*SUPPLIED PASSAGE*:
>>

East!

Tuesday, August 08, 2023
Borgarfjörður eystri, Múlaþing, Iceland
Tuesday, August 8, 2023
I wake up at 04:00 again. Bright light in the tent. I am going to have to make up some sleep one of these days. No wonder I fall asleep at 20:30 in the evening.
There is no téléphone signal here, but the tiny service station (kitchen and bathroom) has wifi.
When I show up there, Sisi has already baked a stack of pancakes. What a life!
A good hot shower. A lot of pancakes. We are ready to go.
We fold the tents - almost no wind now - with alp like meadows and fields around us, topped by brown bare mountain peaks.  The girl who runs the campground told us the have 40 bulls for fattening and about 100 sheep - which makes it a small farm.
We drive off to further adventures. The first is the Rjukandi waterfalls. They are much smaller than the big ones we’ve seen lately, but still beautiful. 
They fall down a long mountain range. Further along the ridge we see more falls.
We want to take a hike onto this ridge, but halfway up the steep slope our almost invisible trail is blocked by a brand new farmer fence. We don’t want to climb over it, so we return to the car in the valley.
Our next target is Borgarfjodur where we hope to see more Puffin birds.

<<

*REQUIREMENTS*:
a: Answer these questions from the Iceland travel diary, one answer per line with the same markers:
(i) At what time does the writer wake up?
(ii) How many bulls for fattening does the campground keep?
(iii) What blocks the trail halfway up the steep slope?
b: Carry on the Iceland travel diary from the point where it ends, keeping its first-person present-tense voice.
The data that comes after the travel diary is unrelated to these tasks.

[Dataset records on object locations]
>>

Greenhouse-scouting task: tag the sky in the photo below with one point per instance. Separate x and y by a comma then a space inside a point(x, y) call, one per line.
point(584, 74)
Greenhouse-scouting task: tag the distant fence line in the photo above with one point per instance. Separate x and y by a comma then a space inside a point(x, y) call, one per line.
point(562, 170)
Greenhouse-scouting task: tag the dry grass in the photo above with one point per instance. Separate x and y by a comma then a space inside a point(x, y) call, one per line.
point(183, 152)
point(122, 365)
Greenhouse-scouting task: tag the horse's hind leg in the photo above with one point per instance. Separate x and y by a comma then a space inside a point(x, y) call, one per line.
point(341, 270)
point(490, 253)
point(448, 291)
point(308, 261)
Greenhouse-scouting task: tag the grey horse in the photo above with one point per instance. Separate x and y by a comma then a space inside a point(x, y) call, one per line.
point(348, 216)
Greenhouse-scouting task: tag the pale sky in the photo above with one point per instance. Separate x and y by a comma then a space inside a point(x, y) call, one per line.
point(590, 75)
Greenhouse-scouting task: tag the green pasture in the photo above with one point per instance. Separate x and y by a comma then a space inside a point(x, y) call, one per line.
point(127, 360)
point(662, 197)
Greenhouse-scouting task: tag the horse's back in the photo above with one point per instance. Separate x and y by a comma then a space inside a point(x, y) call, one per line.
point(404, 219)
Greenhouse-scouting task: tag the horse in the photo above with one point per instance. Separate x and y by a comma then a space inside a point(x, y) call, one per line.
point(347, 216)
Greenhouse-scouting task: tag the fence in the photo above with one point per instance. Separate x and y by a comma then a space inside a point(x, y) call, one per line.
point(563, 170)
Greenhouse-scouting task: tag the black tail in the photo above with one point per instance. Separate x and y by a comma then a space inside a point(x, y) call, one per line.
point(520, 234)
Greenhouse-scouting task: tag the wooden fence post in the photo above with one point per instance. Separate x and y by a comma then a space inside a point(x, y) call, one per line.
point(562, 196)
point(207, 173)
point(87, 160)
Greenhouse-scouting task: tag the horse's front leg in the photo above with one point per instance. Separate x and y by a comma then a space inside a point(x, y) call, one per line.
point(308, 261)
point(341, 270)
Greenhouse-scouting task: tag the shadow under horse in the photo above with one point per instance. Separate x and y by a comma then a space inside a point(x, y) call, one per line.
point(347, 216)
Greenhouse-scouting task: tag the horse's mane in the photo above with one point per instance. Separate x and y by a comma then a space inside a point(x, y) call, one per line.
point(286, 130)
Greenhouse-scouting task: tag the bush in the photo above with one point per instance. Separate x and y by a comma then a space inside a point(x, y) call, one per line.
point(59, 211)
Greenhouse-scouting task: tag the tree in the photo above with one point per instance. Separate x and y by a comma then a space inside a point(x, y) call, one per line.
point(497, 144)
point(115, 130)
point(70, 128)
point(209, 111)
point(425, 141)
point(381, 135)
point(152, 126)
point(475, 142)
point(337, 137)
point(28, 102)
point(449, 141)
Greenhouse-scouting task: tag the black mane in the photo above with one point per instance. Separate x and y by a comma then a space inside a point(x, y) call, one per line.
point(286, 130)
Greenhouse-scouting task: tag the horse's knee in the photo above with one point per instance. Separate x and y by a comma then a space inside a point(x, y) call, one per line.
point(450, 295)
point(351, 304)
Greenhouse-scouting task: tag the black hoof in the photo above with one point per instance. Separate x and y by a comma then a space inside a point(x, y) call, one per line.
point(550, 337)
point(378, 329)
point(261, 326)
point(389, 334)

<<

*RESULTS OF THE TASKS*:
a:
(i) 04:00
(ii) 40
(iii) A brand new farmer fence

b:
But half an hour on our way the sun comes out in force and we see a picnic table on the steep bank of a river. We stop for lunch and enjoy the hundreds of shades of green al around us, the warm sun, the rushing sound of the river just below us, peaceful nature as far as the eye reaches.
But when we leave, I foolishly leave the plates on top of the car. And when we leave two fall off and break. So stupid of me. Fortunately we have bowls too.
We now follow inland roads and for a couple of hours we wind between the mountains until we pass a very high and steep mountain ridge and suddenly see the ocean. We are facing east, so somewhere there, beyond the horizon, must be Norway. From there, in small wooden handmade boats, they sailed over unknown waters to Iceland, more than 1000 years ago.
We follow the coast until we reach a small hamlet with a campground. We make camp and then go to the coast, to Borgarfjardarhofn, where we park and mount a small observation hill on a tiny peninsula, to look for puffins. Unfortunately most float in the bay, but we do see a few coming in to feed their young. The hillside is full of holes, which are the nests. Presumably there are many young inside.
Sisi gets cold and we leave Didi observing and photographing while we drink a hot coffee and chocolate milk in the cafe in the harbor. That’s where I write these lines.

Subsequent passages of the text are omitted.